And if you add up all the sizes of the vtables we’re now retaining:

diff -u gcc-44-all-syms.txt gcc-45-all-syms.txt \
  | c++filt | egrep '^\+' \
  | grep vtable | awk '{ sum += $2 } END { print sum }'

you get a total of about 325K, which accounts for a good chunk of the 375K difference between GCC 4.4’s generated data and GCC 4.5’s generated data.

How did GCC 4.4 make the vtables go away? [UPDATE: There’s a simple explanation for what happened here.] I haven’t analyzed the code, but I can see two possibilities. The first is that the compiler devirtualizes all the function calls associated with those classes and can tell that instances of the classes never escape outside of the library. And if you don’t have virtual function calls, you don’t need a vtable. As a second possibility the compiler can see that instances of the associated classes are never created. This is probably what happened for all the nsIDOM* vtables in the example hunk above. So the vtables are never referenced and discarded at link time, or never generated for any compilation unit in the first place. Whether these suspicions are correct or there’s some other mechanism at work, the key point is that 4.5-4.7 lost the ability to do this in some (all?) cases and dramatically increased data sizes as a result.

> Requirements:
1) Copy the GCC vtable passage word for word, starting with "diff -u gcc-44-all-syms.txt" and going on through "4.5’s generated data.".
2) Which command-line programs does the shell pipeline in the GCC vtable passage run?
3) Continue the GCC vtable passage, picking up after its last sentence.

> Recorded information:
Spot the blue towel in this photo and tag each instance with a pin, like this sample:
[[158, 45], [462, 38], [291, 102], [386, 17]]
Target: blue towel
==
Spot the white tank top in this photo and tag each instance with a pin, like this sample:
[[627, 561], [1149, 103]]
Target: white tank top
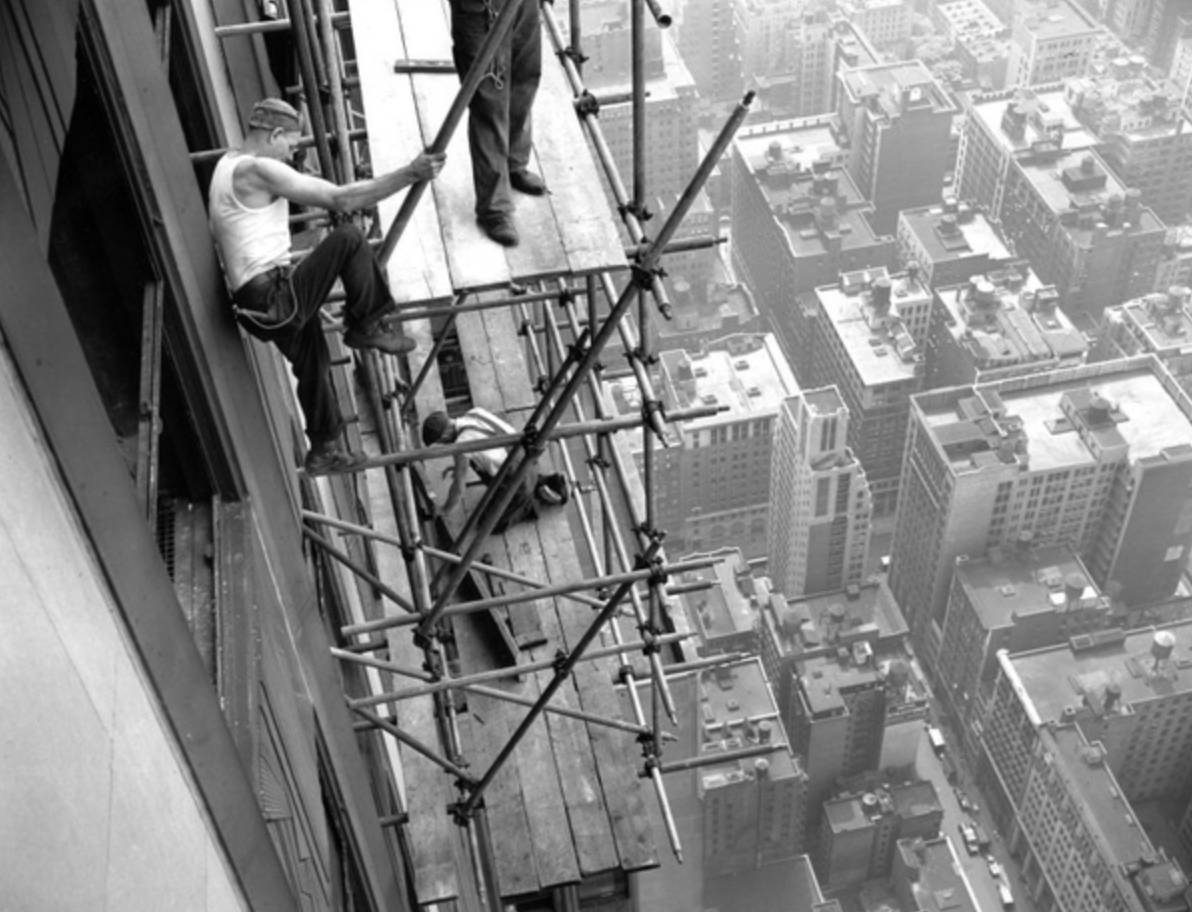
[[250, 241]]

> Exercise answers:
1)
diff -u gcc-44-all-syms.txt gcc-45-all-syms.txt \
  | c++filt | egrep '^\+' \
  | grep vtable | awk '{ sum += $2 } END { print sum }'

you get a total of about 325K, which accounts for a good chunk of the 375K difference between GCC 4.4’s generated data and GCC 4.5’s generated data.

2) diff, c++filt, egrep, grep, awk

3)
Also, since 4.5-4.7 are generating spurious vtables, there’s a lot of unnecessary relocations associated with those tables: the values of the function pointers in the vtables can’t be known until the binary is loaded, so relocations are necessary. This increase in relocations can be partially seen in the “text” numbers in the table above (relocations are constant data…). Going from 4.4 to 4.5 added about 1MB of relocation data and 4.8 benefited by eliminating the need for those extra relocations.

Between the changes in .text section size, the extra relocations, and the extra .eh_frame information, we’ve accounted for a good chunk of the fluctuations seen in the “text” and “data” numbers between compiler versions.  There’s other nickel-and-dime stuff that accounts for the remainder of the fluctuations, but I’m not going to cover those bits here. This post is already long enough! Ideally, the next post will have some Talos performance comparisons.